Instructions to follow: Reproduce, word for word, the passage of the forehead wrinkles article below that opens with the words containing "While the scientists" and closes with "to plaque build-up.".

Source text:
Do you have wrinkles on your forehead? If you have more than usual, you may be at risk for heart disease, according to a new report.
Researchers from the European Society of Cardiology conducted a study, recently presented at the annual conference of the European Society of Cardiology in Munich, to explore the link between deep forehead wrinkles and cardiovascular disease.
“You can't see or feel risk factors like high cholesterol or hypertension,” coauthor Yolande Esquirol said in statement. “We explored forehead wrinkles as a marker because it's so simple and visual. Just looking at a person's face could sound an alarm, then we could give advice to lower risk.”
For their assessment, they examined 3,200 adults, who were healthy and aged 32, 42, 52 and 62 at the beginning of the study. The analysts then assigned each participant a score, one to three, based on the number and depth of wrinkles in their forehead. A score of zero meant no wrinkles and a score of three meant “numerous deep wrinkles.”
After following the subjects for 20 years, they found that those with a wrinkle score of one had a slightly higher risk of dying of cardiovascular disease, compared to those with no wrinkles. The possibility was even higher for those with a score of two or three. Those groups had almost 10 times the risk of dying, compared to those with no wrinkles.
“The higher your wrinkle score, the more your cardiovascular mortality risk increases,” Esquirol said.
While the scientists do not yet understand the relationship between forehead wrinkles and heart disease, they hypothesize that one factor could be atherosclerosis, the hardening of the arteries due to plaque build-up.
“Changes in collagen protein and oxidative stress seem to play a part both in atherosclerosis and wrinkles,” the team wrote. “Also, blood vessels in the forehead are so small they may be more sensitive to plaque build-up meaning wrinkles could one of the early signs of vessel aging.”
Researchers did note that counting forehead wrinkles is not the best predictor of heart disease risk. Blood pressure levels and lipid profiles are still great indicators.
“This is the first time a link has been established between cardiovascular risk and forehead wrinkles so the findings do need to be confirmed in future studies,” cautioned Esquirol, “but the practice could be used now in physicians' offices and clinics.”

Given entries:
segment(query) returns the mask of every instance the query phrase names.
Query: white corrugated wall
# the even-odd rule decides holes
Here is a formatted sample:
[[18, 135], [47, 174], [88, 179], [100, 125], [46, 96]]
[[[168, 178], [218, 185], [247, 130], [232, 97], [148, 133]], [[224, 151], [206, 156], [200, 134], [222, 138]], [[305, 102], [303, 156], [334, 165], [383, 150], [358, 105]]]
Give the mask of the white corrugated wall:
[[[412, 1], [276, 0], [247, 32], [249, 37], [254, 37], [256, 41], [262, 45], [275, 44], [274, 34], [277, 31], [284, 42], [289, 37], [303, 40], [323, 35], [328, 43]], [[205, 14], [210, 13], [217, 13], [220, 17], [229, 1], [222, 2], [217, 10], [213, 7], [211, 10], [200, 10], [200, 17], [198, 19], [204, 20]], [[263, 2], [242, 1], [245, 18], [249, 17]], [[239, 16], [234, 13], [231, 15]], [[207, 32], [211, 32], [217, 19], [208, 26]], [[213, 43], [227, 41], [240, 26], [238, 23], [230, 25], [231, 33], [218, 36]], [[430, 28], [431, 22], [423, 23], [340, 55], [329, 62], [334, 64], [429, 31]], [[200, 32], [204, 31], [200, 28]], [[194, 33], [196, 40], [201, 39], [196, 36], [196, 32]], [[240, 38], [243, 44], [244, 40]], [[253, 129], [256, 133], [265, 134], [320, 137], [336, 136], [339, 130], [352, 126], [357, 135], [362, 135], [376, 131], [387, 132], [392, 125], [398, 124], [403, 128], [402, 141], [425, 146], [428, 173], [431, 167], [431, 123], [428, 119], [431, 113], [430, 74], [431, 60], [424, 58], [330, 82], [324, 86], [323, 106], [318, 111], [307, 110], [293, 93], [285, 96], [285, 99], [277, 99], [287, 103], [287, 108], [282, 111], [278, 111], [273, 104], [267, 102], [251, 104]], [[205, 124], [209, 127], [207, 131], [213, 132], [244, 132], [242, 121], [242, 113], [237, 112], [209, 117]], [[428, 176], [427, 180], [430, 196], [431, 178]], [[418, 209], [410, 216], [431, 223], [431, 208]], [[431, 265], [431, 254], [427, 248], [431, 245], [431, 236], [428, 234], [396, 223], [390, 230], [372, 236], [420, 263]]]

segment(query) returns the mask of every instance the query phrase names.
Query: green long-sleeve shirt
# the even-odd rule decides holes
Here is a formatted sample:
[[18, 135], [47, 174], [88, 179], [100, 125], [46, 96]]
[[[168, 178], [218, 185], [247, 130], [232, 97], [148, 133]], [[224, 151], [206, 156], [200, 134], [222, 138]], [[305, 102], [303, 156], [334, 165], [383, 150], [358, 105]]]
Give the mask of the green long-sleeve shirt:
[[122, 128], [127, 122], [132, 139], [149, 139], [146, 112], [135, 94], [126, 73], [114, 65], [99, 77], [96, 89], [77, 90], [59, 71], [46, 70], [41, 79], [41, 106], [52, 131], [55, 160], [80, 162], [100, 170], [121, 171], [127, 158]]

Answer to the problem:
While the scientists do not yet understand the relationship between forehead wrinkles and heart disease, they hypothesize that one factor could be atherosclerosis, the hardening of the arteries due to plaque build-up.